What you will do: Please change "rough mask" to "coarse mask" in everything from the listing line containing "107L512 280L595 323L714" down to the line containing "positive clicks: (711, 302)". Give only those lines, with all else unchanged.

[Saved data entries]

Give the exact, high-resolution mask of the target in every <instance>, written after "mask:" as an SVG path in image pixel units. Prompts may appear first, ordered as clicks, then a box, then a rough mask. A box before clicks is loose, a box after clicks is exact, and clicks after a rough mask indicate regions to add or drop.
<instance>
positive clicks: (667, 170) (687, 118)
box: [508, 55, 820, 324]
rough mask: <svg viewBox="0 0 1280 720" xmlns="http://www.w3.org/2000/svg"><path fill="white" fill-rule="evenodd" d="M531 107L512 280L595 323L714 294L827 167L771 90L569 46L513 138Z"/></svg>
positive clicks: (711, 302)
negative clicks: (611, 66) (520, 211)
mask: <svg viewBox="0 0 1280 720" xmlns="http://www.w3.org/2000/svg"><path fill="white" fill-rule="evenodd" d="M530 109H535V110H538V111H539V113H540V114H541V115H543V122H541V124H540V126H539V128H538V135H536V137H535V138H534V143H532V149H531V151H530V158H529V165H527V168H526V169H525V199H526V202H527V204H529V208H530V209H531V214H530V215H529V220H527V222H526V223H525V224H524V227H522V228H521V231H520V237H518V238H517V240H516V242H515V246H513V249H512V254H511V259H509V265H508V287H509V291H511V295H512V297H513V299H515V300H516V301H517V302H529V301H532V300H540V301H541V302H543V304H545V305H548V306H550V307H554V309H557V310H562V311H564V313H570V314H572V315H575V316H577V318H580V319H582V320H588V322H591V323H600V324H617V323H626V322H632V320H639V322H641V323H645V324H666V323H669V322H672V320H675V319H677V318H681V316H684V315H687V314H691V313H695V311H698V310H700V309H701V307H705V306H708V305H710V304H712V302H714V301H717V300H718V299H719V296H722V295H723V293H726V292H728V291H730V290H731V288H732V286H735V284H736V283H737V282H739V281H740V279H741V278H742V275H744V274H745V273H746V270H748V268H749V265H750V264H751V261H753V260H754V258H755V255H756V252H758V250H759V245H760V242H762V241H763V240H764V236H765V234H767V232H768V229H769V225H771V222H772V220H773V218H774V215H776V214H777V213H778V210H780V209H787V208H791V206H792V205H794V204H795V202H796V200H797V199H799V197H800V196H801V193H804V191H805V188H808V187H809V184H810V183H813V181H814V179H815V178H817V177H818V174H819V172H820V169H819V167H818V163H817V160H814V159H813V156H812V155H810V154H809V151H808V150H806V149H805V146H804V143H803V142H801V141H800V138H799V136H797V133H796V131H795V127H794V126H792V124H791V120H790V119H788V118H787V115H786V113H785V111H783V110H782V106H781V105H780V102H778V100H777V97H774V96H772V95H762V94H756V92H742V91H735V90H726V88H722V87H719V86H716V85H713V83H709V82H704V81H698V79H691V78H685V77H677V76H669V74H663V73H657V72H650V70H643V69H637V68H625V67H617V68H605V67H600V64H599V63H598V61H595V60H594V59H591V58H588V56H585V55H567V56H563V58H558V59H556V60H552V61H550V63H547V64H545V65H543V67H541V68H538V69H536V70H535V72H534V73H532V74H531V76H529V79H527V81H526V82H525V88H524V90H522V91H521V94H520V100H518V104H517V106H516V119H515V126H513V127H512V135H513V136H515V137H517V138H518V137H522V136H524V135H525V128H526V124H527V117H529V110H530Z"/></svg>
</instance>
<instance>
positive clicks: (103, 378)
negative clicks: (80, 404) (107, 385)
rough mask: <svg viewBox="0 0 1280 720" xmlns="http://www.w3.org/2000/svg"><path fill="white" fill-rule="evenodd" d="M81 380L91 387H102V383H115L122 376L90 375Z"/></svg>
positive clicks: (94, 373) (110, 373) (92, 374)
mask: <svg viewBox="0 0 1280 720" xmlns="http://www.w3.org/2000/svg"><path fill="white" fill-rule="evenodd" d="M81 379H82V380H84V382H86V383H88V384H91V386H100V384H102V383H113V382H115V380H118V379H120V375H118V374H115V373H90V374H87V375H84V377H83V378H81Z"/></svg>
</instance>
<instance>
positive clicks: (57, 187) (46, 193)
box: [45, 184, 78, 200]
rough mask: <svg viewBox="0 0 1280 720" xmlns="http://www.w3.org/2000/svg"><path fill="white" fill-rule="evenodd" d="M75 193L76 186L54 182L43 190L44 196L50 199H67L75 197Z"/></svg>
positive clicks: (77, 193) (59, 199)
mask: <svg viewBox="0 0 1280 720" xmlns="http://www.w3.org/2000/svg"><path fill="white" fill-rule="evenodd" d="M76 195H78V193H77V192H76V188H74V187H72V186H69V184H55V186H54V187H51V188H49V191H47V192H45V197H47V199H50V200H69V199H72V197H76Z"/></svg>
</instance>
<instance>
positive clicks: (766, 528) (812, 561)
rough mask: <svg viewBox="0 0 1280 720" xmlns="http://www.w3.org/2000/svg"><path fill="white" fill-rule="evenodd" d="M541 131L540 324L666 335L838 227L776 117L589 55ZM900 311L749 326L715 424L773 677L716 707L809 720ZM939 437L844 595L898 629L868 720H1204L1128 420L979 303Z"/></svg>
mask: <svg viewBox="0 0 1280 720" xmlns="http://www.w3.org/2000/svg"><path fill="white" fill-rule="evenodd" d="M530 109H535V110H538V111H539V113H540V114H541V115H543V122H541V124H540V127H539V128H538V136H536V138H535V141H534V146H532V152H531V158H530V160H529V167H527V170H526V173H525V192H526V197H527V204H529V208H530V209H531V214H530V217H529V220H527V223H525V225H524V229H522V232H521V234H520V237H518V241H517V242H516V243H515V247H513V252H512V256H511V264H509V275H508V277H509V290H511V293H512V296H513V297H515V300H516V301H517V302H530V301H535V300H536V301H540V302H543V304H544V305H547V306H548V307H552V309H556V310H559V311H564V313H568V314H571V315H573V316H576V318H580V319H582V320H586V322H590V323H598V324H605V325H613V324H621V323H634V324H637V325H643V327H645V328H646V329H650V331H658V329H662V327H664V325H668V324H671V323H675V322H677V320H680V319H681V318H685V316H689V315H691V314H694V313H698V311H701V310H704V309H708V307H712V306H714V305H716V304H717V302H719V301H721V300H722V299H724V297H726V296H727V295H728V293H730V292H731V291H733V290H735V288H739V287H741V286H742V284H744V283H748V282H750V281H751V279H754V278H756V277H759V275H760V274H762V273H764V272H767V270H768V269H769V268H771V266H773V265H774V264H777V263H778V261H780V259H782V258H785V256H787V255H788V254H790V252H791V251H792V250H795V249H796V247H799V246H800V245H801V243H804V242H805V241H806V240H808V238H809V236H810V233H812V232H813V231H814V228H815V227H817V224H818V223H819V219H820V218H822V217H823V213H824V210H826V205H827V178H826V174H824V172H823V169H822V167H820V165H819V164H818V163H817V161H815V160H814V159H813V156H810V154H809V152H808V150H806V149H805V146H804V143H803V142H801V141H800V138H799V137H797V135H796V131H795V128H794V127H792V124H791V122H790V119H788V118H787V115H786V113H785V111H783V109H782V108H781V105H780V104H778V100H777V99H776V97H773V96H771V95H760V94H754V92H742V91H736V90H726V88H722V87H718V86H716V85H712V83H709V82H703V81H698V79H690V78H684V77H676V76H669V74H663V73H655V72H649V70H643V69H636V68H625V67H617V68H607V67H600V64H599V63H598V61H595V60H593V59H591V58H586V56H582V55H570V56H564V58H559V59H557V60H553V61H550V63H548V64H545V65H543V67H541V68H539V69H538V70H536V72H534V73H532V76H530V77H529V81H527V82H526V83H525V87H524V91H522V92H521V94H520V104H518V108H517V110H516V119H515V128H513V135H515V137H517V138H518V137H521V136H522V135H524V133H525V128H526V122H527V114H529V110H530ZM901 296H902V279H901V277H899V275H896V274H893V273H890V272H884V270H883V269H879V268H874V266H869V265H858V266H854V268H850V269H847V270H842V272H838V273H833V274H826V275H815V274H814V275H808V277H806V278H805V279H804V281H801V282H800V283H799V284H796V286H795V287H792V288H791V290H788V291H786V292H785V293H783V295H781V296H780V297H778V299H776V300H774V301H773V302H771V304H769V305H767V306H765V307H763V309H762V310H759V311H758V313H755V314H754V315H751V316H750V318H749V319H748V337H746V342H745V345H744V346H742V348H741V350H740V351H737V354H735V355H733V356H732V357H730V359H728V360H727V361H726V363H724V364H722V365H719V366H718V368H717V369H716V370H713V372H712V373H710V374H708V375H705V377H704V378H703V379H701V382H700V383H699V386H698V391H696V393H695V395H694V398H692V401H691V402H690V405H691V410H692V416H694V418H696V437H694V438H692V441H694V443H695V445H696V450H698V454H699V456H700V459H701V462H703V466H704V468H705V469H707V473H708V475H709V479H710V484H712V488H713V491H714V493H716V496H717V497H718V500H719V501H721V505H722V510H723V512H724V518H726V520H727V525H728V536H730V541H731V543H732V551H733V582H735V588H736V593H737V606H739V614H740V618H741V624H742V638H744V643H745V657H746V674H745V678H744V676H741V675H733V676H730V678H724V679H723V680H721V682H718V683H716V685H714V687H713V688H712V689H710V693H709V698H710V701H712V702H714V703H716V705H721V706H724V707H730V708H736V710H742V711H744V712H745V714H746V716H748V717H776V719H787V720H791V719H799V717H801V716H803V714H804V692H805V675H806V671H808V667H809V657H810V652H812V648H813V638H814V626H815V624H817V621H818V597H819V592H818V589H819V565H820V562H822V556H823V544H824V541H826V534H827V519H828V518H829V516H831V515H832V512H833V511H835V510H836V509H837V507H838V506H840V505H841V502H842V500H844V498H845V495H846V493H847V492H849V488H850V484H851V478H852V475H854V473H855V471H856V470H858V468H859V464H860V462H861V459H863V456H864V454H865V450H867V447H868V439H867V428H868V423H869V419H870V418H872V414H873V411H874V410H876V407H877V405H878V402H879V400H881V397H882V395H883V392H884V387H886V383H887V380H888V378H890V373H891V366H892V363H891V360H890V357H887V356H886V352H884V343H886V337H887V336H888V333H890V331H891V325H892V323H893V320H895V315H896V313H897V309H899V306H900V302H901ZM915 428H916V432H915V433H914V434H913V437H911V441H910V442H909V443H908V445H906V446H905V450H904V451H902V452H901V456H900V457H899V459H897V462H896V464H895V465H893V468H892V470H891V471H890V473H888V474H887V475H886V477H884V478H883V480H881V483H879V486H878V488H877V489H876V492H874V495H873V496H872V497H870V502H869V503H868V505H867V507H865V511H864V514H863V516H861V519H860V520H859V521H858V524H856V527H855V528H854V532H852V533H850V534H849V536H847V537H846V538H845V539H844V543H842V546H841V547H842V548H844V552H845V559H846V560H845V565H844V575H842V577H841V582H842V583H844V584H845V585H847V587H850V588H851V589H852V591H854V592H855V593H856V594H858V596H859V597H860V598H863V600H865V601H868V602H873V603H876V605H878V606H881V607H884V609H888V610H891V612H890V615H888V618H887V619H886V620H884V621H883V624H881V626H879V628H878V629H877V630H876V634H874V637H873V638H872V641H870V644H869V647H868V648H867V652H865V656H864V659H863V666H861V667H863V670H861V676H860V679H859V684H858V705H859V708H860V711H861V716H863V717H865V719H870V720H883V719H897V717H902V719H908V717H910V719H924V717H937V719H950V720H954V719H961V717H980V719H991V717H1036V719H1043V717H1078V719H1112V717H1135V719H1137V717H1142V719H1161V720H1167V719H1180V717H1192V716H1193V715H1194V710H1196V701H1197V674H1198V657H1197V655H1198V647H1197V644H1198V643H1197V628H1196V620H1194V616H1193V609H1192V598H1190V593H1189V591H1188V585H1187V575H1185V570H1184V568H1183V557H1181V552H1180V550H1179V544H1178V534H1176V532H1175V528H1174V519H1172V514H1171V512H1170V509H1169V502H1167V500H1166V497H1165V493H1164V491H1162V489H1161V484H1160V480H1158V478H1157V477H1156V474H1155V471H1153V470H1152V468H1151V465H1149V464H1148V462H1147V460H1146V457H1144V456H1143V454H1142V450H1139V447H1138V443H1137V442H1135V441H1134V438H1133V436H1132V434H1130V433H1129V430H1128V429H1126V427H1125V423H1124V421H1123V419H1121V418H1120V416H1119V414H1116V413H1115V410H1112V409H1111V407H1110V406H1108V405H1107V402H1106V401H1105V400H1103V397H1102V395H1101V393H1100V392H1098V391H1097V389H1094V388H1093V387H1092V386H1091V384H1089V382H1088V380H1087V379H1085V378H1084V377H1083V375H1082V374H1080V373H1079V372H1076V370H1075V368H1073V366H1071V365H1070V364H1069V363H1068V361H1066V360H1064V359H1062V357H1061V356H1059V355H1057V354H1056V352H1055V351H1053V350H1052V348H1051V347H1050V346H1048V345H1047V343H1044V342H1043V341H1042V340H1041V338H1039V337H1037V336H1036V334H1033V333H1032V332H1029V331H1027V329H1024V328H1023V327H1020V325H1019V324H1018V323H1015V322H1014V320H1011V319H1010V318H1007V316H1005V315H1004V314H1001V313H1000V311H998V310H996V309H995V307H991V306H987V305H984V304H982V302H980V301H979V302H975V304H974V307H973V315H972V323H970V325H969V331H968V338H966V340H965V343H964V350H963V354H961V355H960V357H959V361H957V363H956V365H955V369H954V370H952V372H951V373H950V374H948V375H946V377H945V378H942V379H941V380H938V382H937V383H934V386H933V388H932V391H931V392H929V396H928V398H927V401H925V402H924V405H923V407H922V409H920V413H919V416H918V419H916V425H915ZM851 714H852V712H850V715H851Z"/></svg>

Reply:
coarse mask: <svg viewBox="0 0 1280 720" xmlns="http://www.w3.org/2000/svg"><path fill="white" fill-rule="evenodd" d="M531 107L512 280L595 323L714 294L827 167L771 90L569 46L513 138Z"/></svg>
positive clicks: (711, 302)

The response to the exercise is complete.